**Stated task A:** In the stored items, take the part that opens with the line containing "Box the scrambled" and closes with the line containing "0 55 21 117". Please give that part again with "balustrade" swapped for "railing" and nothing else changed, and leave the pictures out of your answer.

We will try to use the base of the different CNN models: VGG16, Xcpetion and ResNet152V2

# 7 Transfer Learning VGG16 + Fine Tuning


In [None]:
keras.backend.clear_session() #delete the previous model (clear model variable)

Using **[VGG16](https://keras.io/api/applications/vgg/)**

In [None]:
base_model = keras.applications.VGG16(
    weights='imagenet',  # Load weights pre-trained on ImageNet
    input_shape=(IMAGE_SIZE[0], IMAGE_SIZE[1], 3),
    include_top=False)  # Do not include the ImageNet classifier at the top

**Freeze** the base of the model

In [None]:
base_model.trainable = False #freeze the base model

Crate new model on top and include preprocessing step for the input mages in the model

In [None]:
inputs = keras.layers.Input(shape=(IMAGE_SIZE[0], IMAGE_SIZE[1], 3))

#Preprocess for VGG16
x = tf.keras.applications.vgg16.preprocess_input(inputs)

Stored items
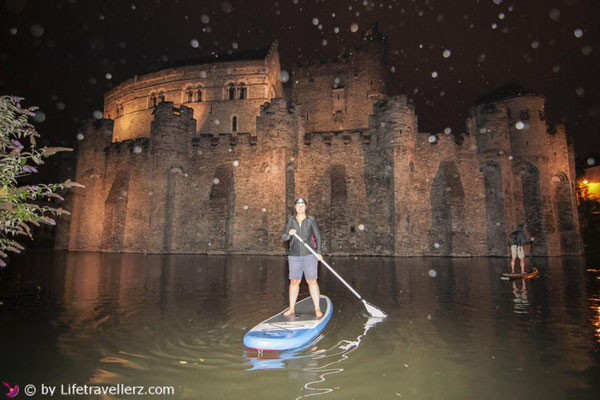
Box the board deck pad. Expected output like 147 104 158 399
244 295 333 350
501 267 540 279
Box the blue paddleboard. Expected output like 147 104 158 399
244 295 333 350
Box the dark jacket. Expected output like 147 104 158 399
515 225 531 246
281 215 321 256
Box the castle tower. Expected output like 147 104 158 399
146 102 196 252
235 98 303 252
503 95 560 255
365 96 418 255
470 102 516 256
68 119 114 250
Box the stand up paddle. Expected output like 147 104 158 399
294 233 387 318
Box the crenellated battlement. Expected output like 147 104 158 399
64 40 581 256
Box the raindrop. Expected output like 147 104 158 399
279 69 290 83
30 24 44 37
581 44 592 56
221 1 233 14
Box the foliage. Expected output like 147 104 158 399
0 96 81 267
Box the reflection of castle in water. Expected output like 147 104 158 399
58 30 582 256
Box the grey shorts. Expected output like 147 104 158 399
288 254 319 280
510 244 525 258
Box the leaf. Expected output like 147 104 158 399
64 179 85 188
40 147 73 157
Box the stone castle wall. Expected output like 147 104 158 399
57 42 582 256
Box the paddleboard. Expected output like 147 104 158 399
501 267 540 279
244 295 333 350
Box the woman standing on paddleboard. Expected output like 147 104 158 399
281 198 323 317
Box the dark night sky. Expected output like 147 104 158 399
0 0 600 164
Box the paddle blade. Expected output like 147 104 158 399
363 300 387 318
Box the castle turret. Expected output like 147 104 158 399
503 95 548 157
470 102 515 256
365 96 418 254
68 119 114 250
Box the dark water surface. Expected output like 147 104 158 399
0 252 600 399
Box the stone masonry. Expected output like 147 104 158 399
56 34 583 256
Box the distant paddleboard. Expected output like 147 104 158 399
501 267 540 279
244 295 333 350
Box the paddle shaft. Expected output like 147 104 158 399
294 233 363 300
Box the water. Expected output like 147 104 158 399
0 253 600 399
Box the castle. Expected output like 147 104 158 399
56 32 583 256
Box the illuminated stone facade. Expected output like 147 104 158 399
57 35 582 256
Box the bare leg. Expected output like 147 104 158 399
283 279 300 315
306 279 323 318
519 258 525 274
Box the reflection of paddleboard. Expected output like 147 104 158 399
502 267 540 279
244 295 333 350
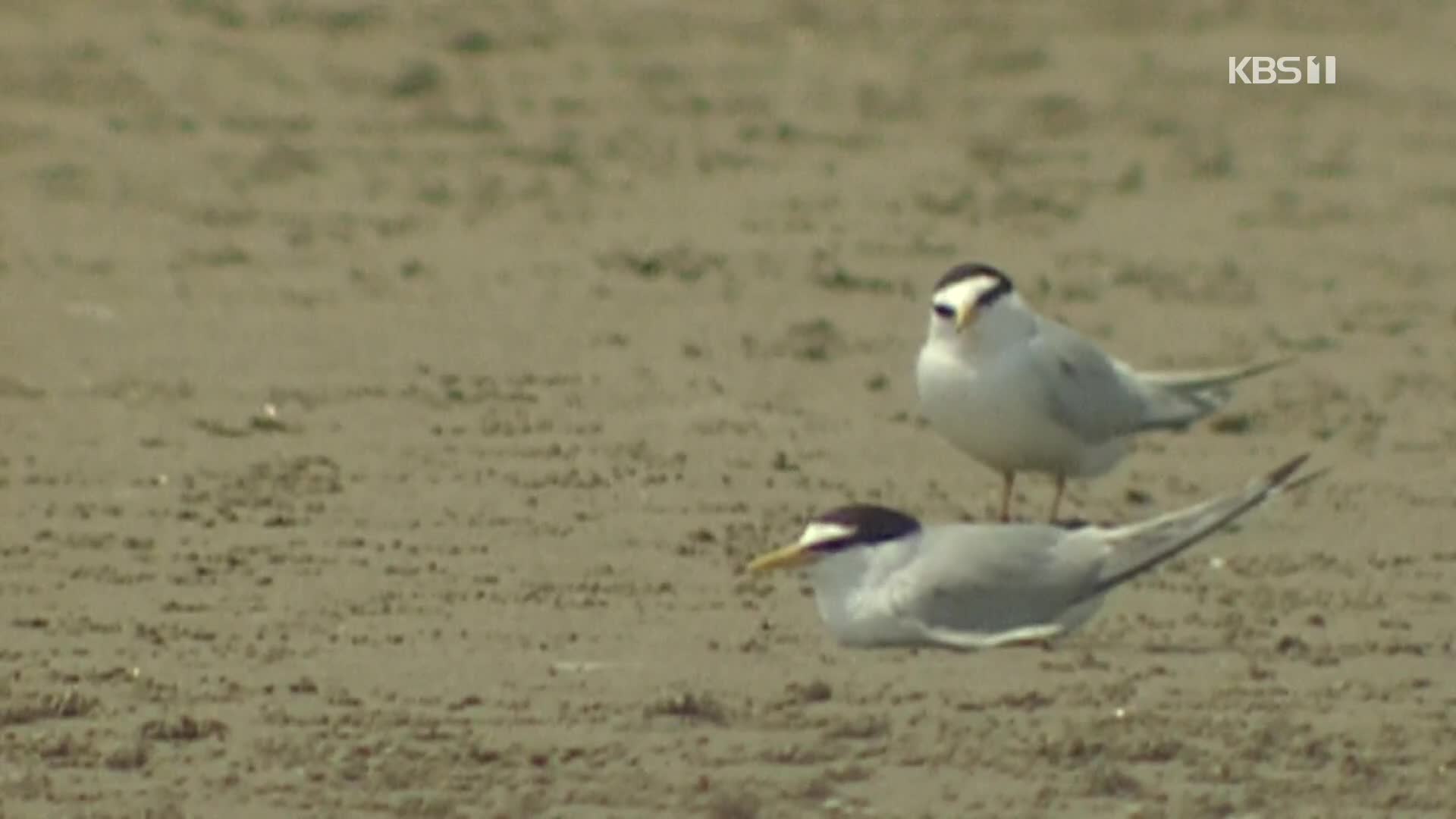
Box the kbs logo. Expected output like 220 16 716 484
1228 57 1335 86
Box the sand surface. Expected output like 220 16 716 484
0 0 1456 819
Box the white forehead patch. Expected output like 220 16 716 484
935 275 1000 309
799 522 855 547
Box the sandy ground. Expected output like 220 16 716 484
0 0 1456 819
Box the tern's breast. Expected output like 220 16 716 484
916 342 1122 476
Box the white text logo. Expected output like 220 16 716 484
1228 57 1335 86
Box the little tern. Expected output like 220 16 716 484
748 455 1323 650
916 264 1287 522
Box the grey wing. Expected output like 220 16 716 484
893 525 1106 648
1028 319 1147 443
1067 453 1325 602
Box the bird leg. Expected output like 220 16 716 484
1002 472 1016 523
1050 475 1067 523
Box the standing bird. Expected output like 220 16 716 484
916 264 1287 522
748 455 1323 650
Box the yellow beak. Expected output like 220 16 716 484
748 544 815 571
956 305 978 332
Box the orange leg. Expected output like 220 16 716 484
1002 472 1016 523
1050 475 1067 523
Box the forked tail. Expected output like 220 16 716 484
1138 359 1293 430
1076 453 1328 602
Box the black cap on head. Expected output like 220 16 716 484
935 262 1012 307
811 503 920 551
935 262 1010 293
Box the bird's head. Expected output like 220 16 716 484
930 262 1021 338
748 504 920 571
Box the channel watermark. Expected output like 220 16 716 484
1228 57 1335 86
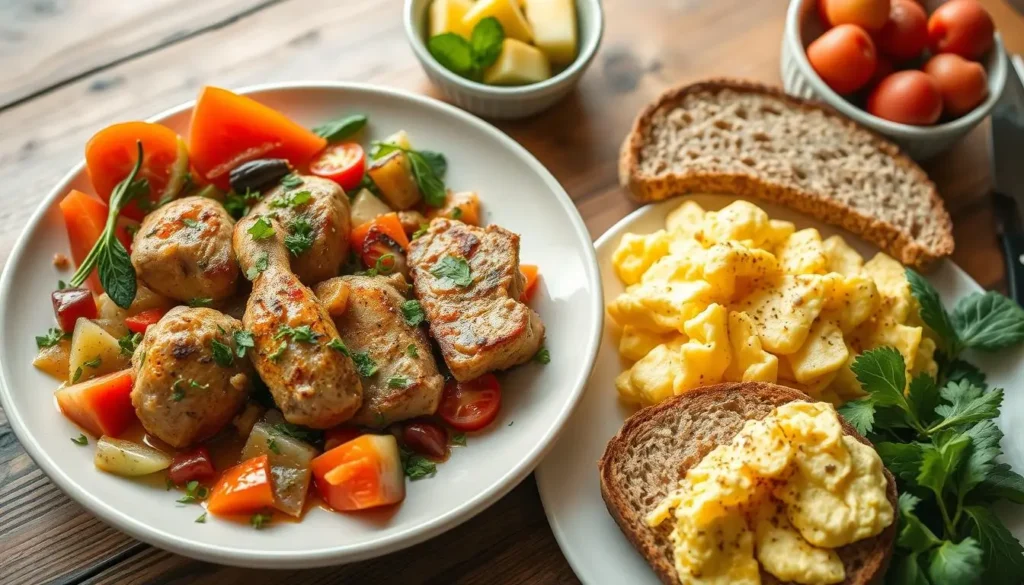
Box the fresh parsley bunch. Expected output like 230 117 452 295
840 269 1024 585
427 16 505 81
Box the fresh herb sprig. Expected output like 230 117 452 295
70 140 150 308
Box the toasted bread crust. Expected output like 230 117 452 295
618 79 953 269
598 382 899 585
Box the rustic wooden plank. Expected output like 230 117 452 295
0 0 280 110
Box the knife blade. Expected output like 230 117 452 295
991 55 1024 304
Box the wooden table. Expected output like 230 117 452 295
0 0 1024 585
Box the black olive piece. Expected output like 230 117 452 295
228 159 292 193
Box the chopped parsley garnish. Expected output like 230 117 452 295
387 376 413 390
401 299 426 327
232 329 256 358
36 327 66 349
285 216 315 256
430 256 473 288
352 351 377 378
327 338 350 356
210 339 234 368
246 217 273 240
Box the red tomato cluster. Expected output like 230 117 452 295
807 0 995 126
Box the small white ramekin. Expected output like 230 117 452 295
781 0 1007 160
404 0 604 120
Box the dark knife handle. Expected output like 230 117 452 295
999 231 1024 305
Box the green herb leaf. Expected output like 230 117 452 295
952 291 1024 351
401 299 426 327
469 16 505 71
427 33 474 77
926 538 983 585
430 256 473 288
352 351 377 378
231 329 256 358
837 399 874 435
313 114 367 142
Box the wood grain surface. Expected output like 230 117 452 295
0 0 1024 585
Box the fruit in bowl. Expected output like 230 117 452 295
807 0 995 126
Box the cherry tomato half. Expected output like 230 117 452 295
437 374 502 430
309 142 367 191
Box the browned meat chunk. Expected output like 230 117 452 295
409 218 544 381
315 275 444 427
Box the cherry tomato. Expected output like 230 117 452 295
874 0 928 61
437 374 502 430
401 420 447 459
928 0 995 59
867 70 942 126
822 0 889 31
924 53 988 116
167 447 217 486
50 289 96 333
309 142 367 191
807 25 878 93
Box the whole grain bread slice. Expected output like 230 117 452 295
599 382 898 585
618 79 953 268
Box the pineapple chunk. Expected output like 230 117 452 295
483 38 551 85
523 0 577 66
462 0 534 43
430 0 473 38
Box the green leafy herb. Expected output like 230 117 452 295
231 329 256 358
285 216 315 256
401 299 426 327
352 351 377 378
36 327 67 349
246 216 273 240
313 114 367 142
430 256 473 288
210 339 234 368
246 254 269 281
71 140 150 308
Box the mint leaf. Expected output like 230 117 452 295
926 538 983 585
952 291 1024 351
896 493 942 553
906 268 961 356
838 399 874 434
964 506 1024 585
427 33 474 77
469 16 505 71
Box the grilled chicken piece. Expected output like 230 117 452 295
315 275 444 427
249 175 351 286
131 306 253 449
409 218 544 381
131 197 239 301
233 215 362 428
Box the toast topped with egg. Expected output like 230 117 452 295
618 80 953 268
599 382 898 585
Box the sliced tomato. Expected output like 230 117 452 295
85 122 188 219
311 434 406 511
519 264 541 302
55 370 135 436
437 374 502 430
309 142 367 191
60 190 131 294
188 86 327 191
125 308 167 333
206 455 273 515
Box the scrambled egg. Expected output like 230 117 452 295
607 201 936 406
646 402 895 585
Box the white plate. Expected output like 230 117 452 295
0 83 603 568
537 195 1024 585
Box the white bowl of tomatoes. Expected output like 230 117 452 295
781 0 1007 160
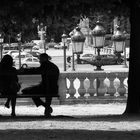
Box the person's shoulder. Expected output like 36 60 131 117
11 67 17 72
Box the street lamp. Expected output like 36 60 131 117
92 21 105 71
71 27 86 70
17 33 21 69
112 26 126 63
37 23 47 53
61 33 67 71
0 33 4 59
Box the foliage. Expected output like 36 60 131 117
0 0 129 42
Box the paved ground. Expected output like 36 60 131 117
0 103 140 140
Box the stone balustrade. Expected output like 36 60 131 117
19 71 128 104
59 71 128 104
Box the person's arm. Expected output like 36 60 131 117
18 67 40 75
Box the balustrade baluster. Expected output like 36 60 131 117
117 73 126 96
96 73 106 96
107 73 116 96
58 74 67 104
78 76 86 98
68 77 76 98
87 74 96 97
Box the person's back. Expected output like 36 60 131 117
40 61 60 96
0 55 20 116
21 53 60 116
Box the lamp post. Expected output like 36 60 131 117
123 31 128 68
0 33 4 59
17 33 21 69
61 33 67 71
37 23 47 53
71 27 86 71
92 21 105 71
112 26 126 65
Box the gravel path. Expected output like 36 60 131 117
0 103 140 140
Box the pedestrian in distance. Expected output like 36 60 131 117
67 56 71 67
21 53 60 117
0 55 21 117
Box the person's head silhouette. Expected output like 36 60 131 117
1 55 13 67
39 53 51 63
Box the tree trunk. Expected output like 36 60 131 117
124 1 140 114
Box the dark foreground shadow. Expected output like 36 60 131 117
0 129 140 140
0 114 140 122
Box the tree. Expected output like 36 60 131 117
0 0 129 41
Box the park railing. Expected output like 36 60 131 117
59 71 128 104
19 71 128 104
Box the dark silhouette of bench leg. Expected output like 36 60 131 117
44 97 53 117
11 97 16 117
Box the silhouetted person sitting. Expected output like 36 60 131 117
0 55 20 116
21 53 60 116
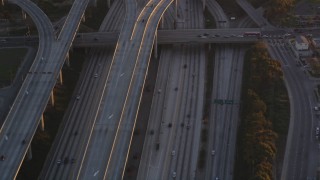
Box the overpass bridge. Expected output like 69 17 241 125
0 0 89 179
0 28 260 47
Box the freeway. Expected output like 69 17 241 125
137 1 205 179
0 0 54 179
0 0 89 179
268 39 319 180
80 0 176 179
0 28 263 47
204 3 245 180
77 0 139 179
236 0 273 28
74 28 260 47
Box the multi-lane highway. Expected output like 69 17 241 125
236 0 273 28
40 1 124 179
0 0 54 179
268 39 319 179
137 1 205 179
0 0 88 179
202 3 245 180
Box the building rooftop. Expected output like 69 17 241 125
296 36 308 44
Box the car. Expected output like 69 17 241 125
172 171 177 178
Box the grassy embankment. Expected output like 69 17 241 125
234 44 289 179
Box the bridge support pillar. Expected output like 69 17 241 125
50 90 54 106
202 0 206 11
27 144 32 160
160 16 164 29
174 0 178 23
153 30 158 59
40 114 44 131
59 70 63 85
66 52 70 67
21 10 27 20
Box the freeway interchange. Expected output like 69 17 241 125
0 0 317 179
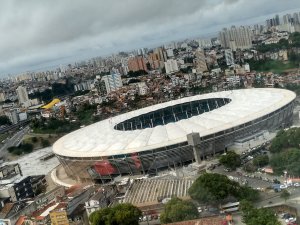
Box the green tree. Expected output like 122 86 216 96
31 137 38 143
188 173 259 204
240 201 281 225
253 155 269 167
220 151 241 170
160 197 199 224
0 116 11 126
280 190 291 202
42 139 51 148
89 203 142 225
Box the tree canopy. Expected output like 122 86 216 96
269 128 300 176
89 203 142 225
160 197 199 223
253 155 269 167
270 148 300 176
220 151 241 170
269 128 300 153
280 190 291 201
188 173 259 203
240 201 281 225
0 116 11 126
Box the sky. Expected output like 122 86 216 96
0 0 300 76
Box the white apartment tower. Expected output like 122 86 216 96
165 59 178 74
219 26 252 51
195 48 208 73
102 73 123 94
225 49 234 66
16 86 29 104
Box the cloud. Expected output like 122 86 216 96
0 0 300 74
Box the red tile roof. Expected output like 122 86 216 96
167 217 224 225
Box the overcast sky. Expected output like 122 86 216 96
0 0 300 76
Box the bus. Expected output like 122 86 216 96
221 202 240 213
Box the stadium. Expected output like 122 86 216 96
53 88 296 182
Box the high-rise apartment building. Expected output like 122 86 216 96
50 208 70 225
225 49 234 66
154 47 168 62
219 26 252 51
16 86 29 104
165 59 178 74
195 48 208 73
128 56 147 72
282 14 292 24
100 73 123 94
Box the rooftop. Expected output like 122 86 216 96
53 88 296 158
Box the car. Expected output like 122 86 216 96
224 168 231 172
197 206 202 213
279 184 288 189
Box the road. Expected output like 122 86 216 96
0 126 29 157
212 166 273 189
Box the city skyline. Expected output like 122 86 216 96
0 0 300 77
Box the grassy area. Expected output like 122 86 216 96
248 60 298 74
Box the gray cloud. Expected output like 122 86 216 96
0 0 300 74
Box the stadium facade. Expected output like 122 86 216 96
53 88 296 182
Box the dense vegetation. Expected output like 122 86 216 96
240 201 281 225
89 203 142 225
0 116 11 126
160 197 199 224
269 128 300 176
253 155 269 167
246 32 300 73
220 151 241 170
269 128 300 153
189 173 259 204
285 83 300 95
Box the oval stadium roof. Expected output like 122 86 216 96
53 88 296 157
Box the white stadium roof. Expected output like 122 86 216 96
53 88 296 157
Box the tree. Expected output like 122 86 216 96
240 201 281 225
220 151 241 170
89 203 142 225
253 155 269 167
280 190 291 202
188 173 259 204
42 139 51 148
0 116 11 126
31 137 38 143
160 197 199 223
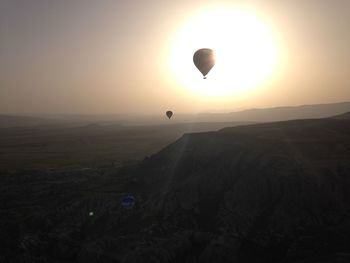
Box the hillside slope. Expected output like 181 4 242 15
129 119 350 262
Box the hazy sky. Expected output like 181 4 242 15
0 0 350 114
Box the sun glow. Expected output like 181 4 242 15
170 7 278 96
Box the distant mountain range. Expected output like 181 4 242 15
0 102 350 127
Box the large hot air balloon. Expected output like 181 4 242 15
165 110 173 119
193 48 215 79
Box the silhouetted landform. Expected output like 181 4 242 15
0 122 252 170
0 118 350 263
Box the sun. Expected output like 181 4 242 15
170 7 278 96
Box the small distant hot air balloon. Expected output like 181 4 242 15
193 48 215 79
121 195 135 209
165 110 173 119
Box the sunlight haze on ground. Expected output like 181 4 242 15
0 0 350 114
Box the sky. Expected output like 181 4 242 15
0 0 350 114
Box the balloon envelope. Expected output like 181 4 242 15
193 48 215 78
122 195 135 208
165 110 173 119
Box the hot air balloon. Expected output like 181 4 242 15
121 195 135 209
165 110 173 119
193 48 215 79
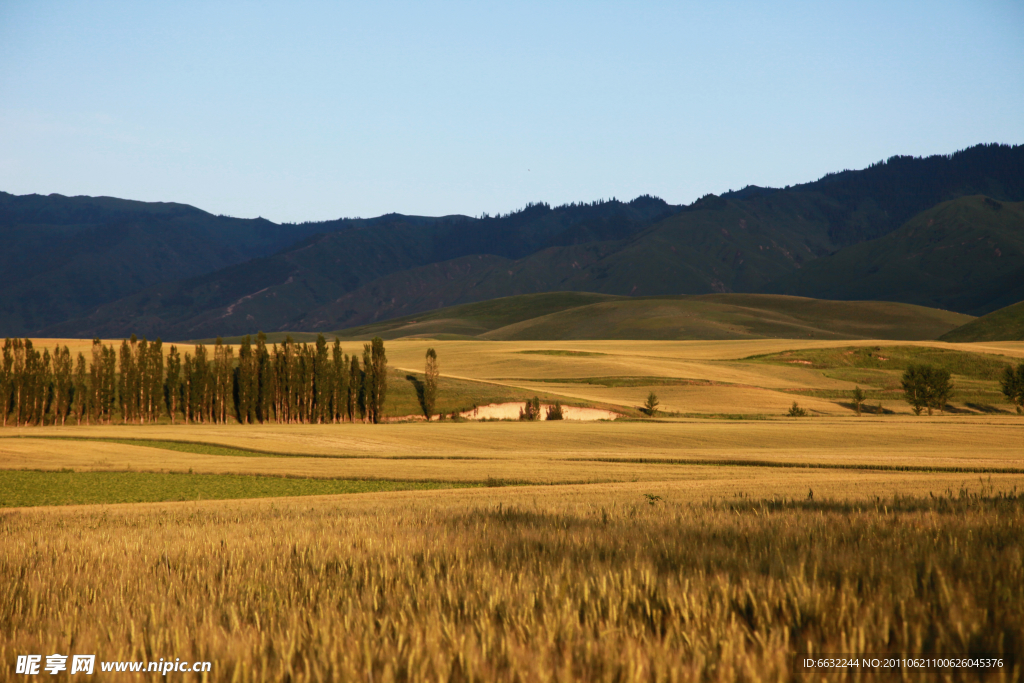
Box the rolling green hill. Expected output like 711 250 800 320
325 292 971 340
939 301 1024 342
764 196 1024 315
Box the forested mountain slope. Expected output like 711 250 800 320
8 145 1024 339
764 196 1024 315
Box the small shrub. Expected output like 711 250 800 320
641 391 660 417
519 396 541 422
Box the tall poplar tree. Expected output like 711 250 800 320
423 348 439 422
312 334 334 424
256 332 276 422
181 351 196 424
0 339 14 427
71 353 89 425
331 337 348 423
118 335 135 423
10 339 25 427
167 344 181 425
348 353 367 422
145 337 164 422
53 344 74 426
234 335 259 425
100 345 118 424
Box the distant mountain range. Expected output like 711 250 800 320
0 144 1024 340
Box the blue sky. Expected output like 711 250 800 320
0 0 1024 221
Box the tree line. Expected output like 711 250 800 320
0 332 391 427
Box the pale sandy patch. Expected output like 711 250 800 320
460 400 623 422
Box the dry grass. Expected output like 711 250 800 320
22 339 1024 416
0 340 1024 682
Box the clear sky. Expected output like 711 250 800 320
0 0 1024 221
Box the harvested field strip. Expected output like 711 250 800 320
564 458 1024 474
0 435 480 460
0 470 483 508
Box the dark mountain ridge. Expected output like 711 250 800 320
8 145 1024 339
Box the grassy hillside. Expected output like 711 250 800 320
482 294 967 340
335 292 971 340
335 292 621 339
765 196 1024 315
939 301 1024 342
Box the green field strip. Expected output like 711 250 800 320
0 434 481 460
0 470 487 508
562 458 1024 474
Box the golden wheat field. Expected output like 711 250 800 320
0 340 1024 683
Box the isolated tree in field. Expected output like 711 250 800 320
545 400 565 420
999 362 1024 414
900 365 953 415
519 396 541 422
853 386 864 418
423 348 439 422
643 391 660 417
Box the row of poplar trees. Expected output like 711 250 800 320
0 332 387 427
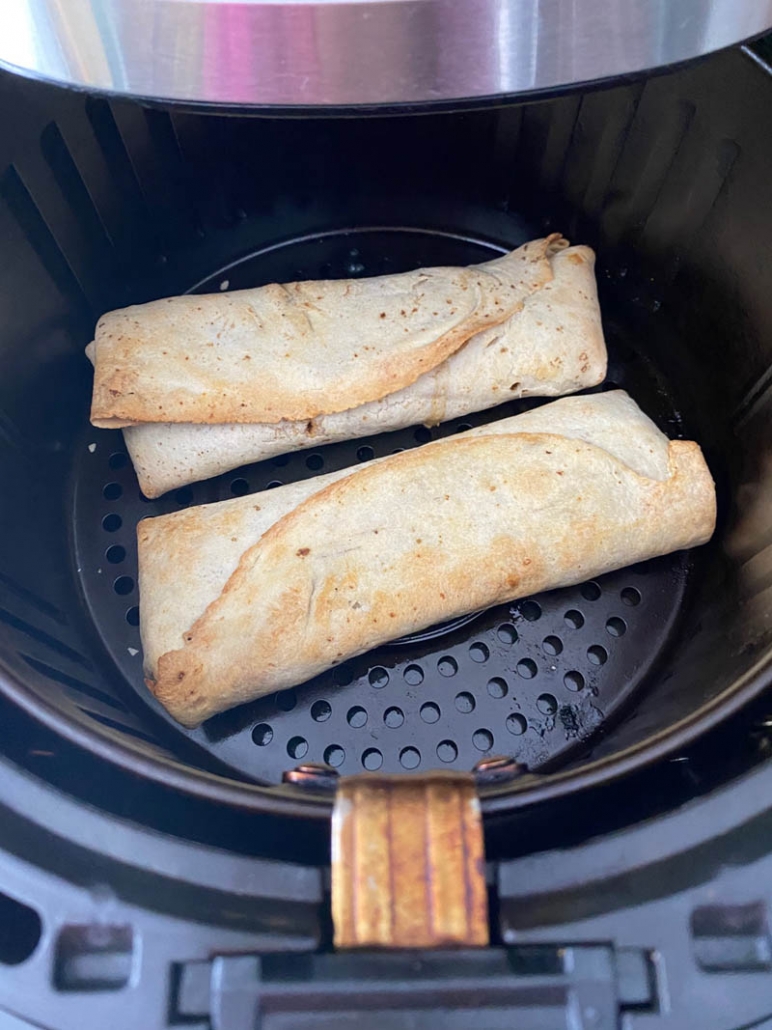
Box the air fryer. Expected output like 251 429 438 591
0 14 772 1030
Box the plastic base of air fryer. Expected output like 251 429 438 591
0 679 772 1030
73 229 690 784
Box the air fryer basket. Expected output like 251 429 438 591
0 44 772 840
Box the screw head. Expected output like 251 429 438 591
282 762 338 790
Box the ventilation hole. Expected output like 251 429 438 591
383 708 405 729
0 893 43 965
536 694 558 715
102 483 124 501
563 671 585 690
496 622 518 644
587 644 608 665
252 722 274 748
455 690 476 715
436 741 458 762
112 576 134 597
471 729 493 751
346 705 367 729
488 676 508 697
332 665 354 687
399 748 421 769
402 665 423 687
541 637 563 657
367 665 389 690
518 600 541 622
506 712 528 736
276 690 297 712
311 701 333 722
287 736 308 758
362 748 383 773
421 701 440 724
469 644 491 665
324 744 346 769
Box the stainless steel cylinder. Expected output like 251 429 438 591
0 0 772 107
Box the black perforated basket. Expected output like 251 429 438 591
0 52 772 836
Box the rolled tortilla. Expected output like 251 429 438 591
138 391 715 726
92 234 567 428
117 246 606 497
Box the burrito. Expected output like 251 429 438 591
89 236 606 497
138 390 715 727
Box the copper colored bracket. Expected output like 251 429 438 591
332 771 489 948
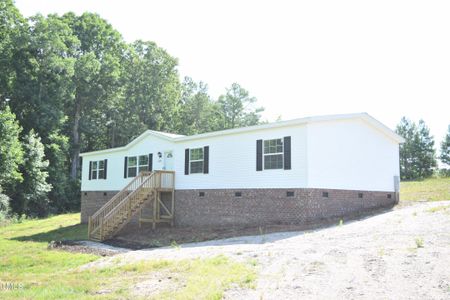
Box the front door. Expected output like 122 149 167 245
163 150 173 171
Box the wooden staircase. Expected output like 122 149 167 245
88 171 175 241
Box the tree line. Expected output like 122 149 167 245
396 117 450 180
0 0 263 220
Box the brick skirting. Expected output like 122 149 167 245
81 189 398 227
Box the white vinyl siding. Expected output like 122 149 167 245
189 148 204 174
263 139 284 170
127 155 148 177
91 160 105 180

**Stated task B:** Restate the code block in the transfer-learning excerpt that begins "base_model = keras.applications.VGG16(" as a short list of its settings.

**Task response A:**
Box the scrambled egg. Expected output like 230 117 452 295
607 201 936 406
646 402 895 585
Box the white plate. Expected output like 230 117 452 295
0 83 603 568
537 195 1024 585
Box the white bowl of tomatoes. Expected output like 230 117 452 295
781 0 1007 160
Box the person's shoulder. Expected output like 36 60 131 117
11 67 17 72
Box the street lamp. Expected output like 36 60 131 117
92 21 105 71
71 27 86 70
17 33 21 69
112 26 126 63
37 23 47 53
61 33 67 71
0 33 4 59
Box the foliage. Expected output like 36 60 131 117
0 0 129 42
Box the paved ground. Expected output like 36 60 131 117
0 103 140 140
Box the stone railing. Expected output like 36 60 131 117
19 71 128 104
59 71 128 104
Box the person's arm. Expected output like 36 60 131 117
18 67 40 75
Box the railing baluster. Expected output like 36 60 131 117
117 73 126 96
96 73 106 96
107 73 116 96
58 74 67 104
78 76 86 98
68 77 76 98
87 74 96 97
Box the person's back. Expected output like 36 60 131 117
40 61 60 96
0 55 20 116
21 53 60 116
Box the lamp post. Expected output like 36 60 131 117
123 31 128 68
0 33 4 59
17 33 21 69
61 33 67 71
37 23 47 53
71 27 86 71
92 21 105 71
112 26 126 65
Box the gravel path. Expected output like 36 60 131 117
0 103 140 140
Box the pedestrian in distance. Expected output like 36 60 131 117
67 56 71 67
21 53 60 117
0 55 21 117

**Task response B:**
- Model: VGG16 base from keras.applications
- Weights: pre-trained on ImageNet
- Input shape: (IMAGE_SIZE[0], IMAGE_SIZE[1], 3)
- ImageNet classifier at the top: not included (include_top=False)